=== Section Start ===
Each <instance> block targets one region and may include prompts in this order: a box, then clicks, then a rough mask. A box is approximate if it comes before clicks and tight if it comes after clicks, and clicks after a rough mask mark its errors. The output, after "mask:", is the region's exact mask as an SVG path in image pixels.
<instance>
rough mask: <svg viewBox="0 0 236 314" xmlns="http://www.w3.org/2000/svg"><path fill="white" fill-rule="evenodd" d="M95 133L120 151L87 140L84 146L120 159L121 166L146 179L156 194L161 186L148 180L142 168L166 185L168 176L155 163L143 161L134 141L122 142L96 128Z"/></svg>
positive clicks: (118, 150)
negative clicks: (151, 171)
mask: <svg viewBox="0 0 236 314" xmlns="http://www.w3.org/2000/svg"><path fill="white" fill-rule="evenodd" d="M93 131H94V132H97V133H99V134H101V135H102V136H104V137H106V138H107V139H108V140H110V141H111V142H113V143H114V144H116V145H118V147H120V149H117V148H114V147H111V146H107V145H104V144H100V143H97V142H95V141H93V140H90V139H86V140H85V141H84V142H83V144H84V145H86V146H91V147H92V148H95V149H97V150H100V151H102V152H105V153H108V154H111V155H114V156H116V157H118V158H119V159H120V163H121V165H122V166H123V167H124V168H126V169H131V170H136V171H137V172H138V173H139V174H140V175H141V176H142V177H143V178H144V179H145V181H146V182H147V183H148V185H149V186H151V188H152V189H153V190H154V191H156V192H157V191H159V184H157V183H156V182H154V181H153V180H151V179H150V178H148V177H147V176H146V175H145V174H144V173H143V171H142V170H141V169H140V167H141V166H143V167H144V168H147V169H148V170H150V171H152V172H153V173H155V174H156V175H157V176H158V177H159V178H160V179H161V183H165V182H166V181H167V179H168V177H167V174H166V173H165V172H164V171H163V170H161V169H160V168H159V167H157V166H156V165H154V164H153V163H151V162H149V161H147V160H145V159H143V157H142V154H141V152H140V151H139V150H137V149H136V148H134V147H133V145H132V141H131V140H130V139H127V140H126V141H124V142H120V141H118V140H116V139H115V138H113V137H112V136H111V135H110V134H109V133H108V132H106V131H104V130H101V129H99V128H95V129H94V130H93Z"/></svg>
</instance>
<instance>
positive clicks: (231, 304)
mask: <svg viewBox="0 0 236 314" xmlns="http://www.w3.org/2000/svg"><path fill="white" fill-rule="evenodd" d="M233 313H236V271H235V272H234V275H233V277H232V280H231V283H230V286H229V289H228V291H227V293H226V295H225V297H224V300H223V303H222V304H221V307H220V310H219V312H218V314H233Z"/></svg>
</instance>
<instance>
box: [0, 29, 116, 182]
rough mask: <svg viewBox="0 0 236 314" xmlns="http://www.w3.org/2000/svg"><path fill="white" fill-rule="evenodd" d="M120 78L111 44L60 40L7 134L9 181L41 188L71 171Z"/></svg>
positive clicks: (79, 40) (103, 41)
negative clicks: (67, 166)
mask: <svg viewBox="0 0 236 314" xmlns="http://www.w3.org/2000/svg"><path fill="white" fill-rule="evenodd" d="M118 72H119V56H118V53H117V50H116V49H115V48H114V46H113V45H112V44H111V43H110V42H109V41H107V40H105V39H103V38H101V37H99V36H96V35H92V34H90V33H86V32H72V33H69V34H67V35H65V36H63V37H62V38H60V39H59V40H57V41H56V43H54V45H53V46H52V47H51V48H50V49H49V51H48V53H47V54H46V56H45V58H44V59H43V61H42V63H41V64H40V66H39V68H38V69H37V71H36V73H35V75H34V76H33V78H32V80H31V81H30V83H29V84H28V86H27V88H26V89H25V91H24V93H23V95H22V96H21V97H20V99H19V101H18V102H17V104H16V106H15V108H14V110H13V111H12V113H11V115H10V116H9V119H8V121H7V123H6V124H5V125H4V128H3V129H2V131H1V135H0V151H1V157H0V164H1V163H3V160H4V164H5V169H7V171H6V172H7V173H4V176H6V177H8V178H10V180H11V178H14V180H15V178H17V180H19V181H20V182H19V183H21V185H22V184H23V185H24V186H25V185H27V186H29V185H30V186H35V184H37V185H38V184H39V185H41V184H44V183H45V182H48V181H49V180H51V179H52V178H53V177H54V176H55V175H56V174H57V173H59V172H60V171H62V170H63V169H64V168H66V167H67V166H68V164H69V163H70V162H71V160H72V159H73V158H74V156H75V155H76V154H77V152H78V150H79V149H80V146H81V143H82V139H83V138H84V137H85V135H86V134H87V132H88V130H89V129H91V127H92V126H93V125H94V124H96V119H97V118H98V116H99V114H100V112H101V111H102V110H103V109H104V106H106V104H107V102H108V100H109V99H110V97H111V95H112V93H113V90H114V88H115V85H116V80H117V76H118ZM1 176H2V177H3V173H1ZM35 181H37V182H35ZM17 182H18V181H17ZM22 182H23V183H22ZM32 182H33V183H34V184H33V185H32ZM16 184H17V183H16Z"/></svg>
=== Section End ===
◆ **The problem**
In full and word for word, repeat the records.

◆ **Written response**
Each <instance> block targets one region and may include prompts in this order: a box, then clicks, then a rough mask. A box is approximate if it comes before clicks and tight if it comes after clicks, and clicks after a rough mask mark its errors. The output, after "mask:", is the region's exact mask as an SVG path in image pixels.
<instance>
rough mask: <svg viewBox="0 0 236 314" xmlns="http://www.w3.org/2000/svg"><path fill="white" fill-rule="evenodd" d="M95 133L120 151L87 140L84 146L120 159L121 166L146 179L156 194L161 186L148 180L142 168L166 185L168 176L155 163L143 161L134 141L122 142L96 128Z"/></svg>
positive clicks: (118, 150)
negative clicks: (151, 171)
mask: <svg viewBox="0 0 236 314" xmlns="http://www.w3.org/2000/svg"><path fill="white" fill-rule="evenodd" d="M93 131H94V132H97V133H99V134H101V135H102V136H104V137H106V138H107V139H108V140H110V141H111V142H113V143H114V144H116V145H118V147H120V149H117V148H114V147H111V146H107V145H104V144H100V143H97V142H95V141H93V140H90V139H86V140H85V141H84V142H83V144H84V145H86V146H91V147H92V148H95V149H97V150H100V151H102V152H105V153H108V154H111V155H114V156H116V157H118V158H119V159H120V163H121V165H122V166H123V167H124V168H126V169H131V170H136V171H137V172H138V173H139V174H140V175H141V176H142V177H143V178H144V179H145V181H146V182H147V183H148V185H149V186H151V188H152V189H153V190H154V191H156V192H157V191H159V184H157V183H156V182H154V181H153V180H151V179H150V178H148V177H147V176H146V175H145V174H144V173H143V171H142V170H141V169H140V167H141V166H143V167H144V168H147V169H148V170H150V171H152V172H153V173H155V174H156V175H157V176H158V177H159V178H160V179H161V183H165V182H166V181H167V179H168V177H167V174H166V173H165V172H164V171H163V170H161V169H160V168H159V167H157V166H156V165H154V164H153V163H151V162H149V161H147V160H145V159H143V157H142V154H141V152H140V151H139V150H137V149H136V148H134V147H133V145H132V141H131V140H130V139H127V140H126V141H124V142H120V141H118V140H116V139H115V138H113V137H112V136H111V135H110V134H109V133H108V132H106V131H104V130H101V129H99V128H95V129H94V130H93Z"/></svg>
</instance>
<instance>
positive clicks: (231, 304)
mask: <svg viewBox="0 0 236 314" xmlns="http://www.w3.org/2000/svg"><path fill="white" fill-rule="evenodd" d="M233 313H236V271H235V272H234V275H233V277H232V280H231V283H230V286H229V289H228V291H227V293H226V295H225V297H224V300H223V303H222V304H221V307H220V310H219V312H218V314H233Z"/></svg>
</instance>
<instance>
box: [0, 29, 116, 182]
rough mask: <svg viewBox="0 0 236 314" xmlns="http://www.w3.org/2000/svg"><path fill="white" fill-rule="evenodd" d="M120 78L111 44L60 40L7 134L9 181L41 188L71 171Z"/></svg>
positive clicks: (79, 40) (103, 41)
negative clicks: (67, 166)
mask: <svg viewBox="0 0 236 314" xmlns="http://www.w3.org/2000/svg"><path fill="white" fill-rule="evenodd" d="M118 72H119V56H118V53H117V50H116V49H115V48H114V46H113V45H112V44H111V43H110V42H109V41H107V40H105V39H103V38H101V37H99V36H96V35H92V34H90V33H86V32H72V33H69V34H67V35H65V36H63V37H62V38H60V39H59V40H57V41H56V43H54V45H53V46H52V47H51V48H50V49H49V51H48V53H47V54H46V56H45V58H44V59H43V61H42V63H41V64H40V66H39V68H38V69H37V71H36V73H35V75H34V76H33V78H32V80H31V81H30V83H29V84H28V86H27V88H26V89H25V91H24V93H23V95H22V96H21V97H20V99H19V101H18V102H17V104H16V106H15V108H14V110H13V111H12V113H11V115H10V116H9V119H8V121H7V123H6V124H5V125H4V128H3V129H2V131H1V135H0V151H1V157H0V164H1V163H3V160H4V164H5V169H7V171H6V172H7V173H4V176H6V177H8V178H10V180H11V178H14V180H15V178H17V180H19V181H20V182H19V183H21V185H22V184H23V185H24V186H25V185H27V186H29V185H30V186H35V184H37V185H38V184H39V185H41V184H44V183H45V182H48V181H49V180H51V179H52V178H53V177H54V176H55V175H56V174H57V173H59V172H60V171H62V170H63V169H64V168H66V167H67V166H68V164H69V163H70V162H71V160H72V159H73V158H74V156H75V155H76V154H77V152H78V150H79V149H80V146H81V143H82V139H83V138H84V137H85V135H86V134H87V132H88V130H89V129H91V127H92V126H93V125H94V124H96V119H97V118H98V116H99V114H100V112H101V111H102V110H103V109H104V106H106V104H107V102H108V100H109V99H110V97H111V95H112V93H113V90H114V88H115V85H116V80H117V76H118ZM1 176H2V177H3V173H1ZM35 181H37V182H35ZM17 182H18V181H17ZM22 182H23V183H22ZM32 182H33V183H34V184H33V185H32ZM16 184H17V183H16Z"/></svg>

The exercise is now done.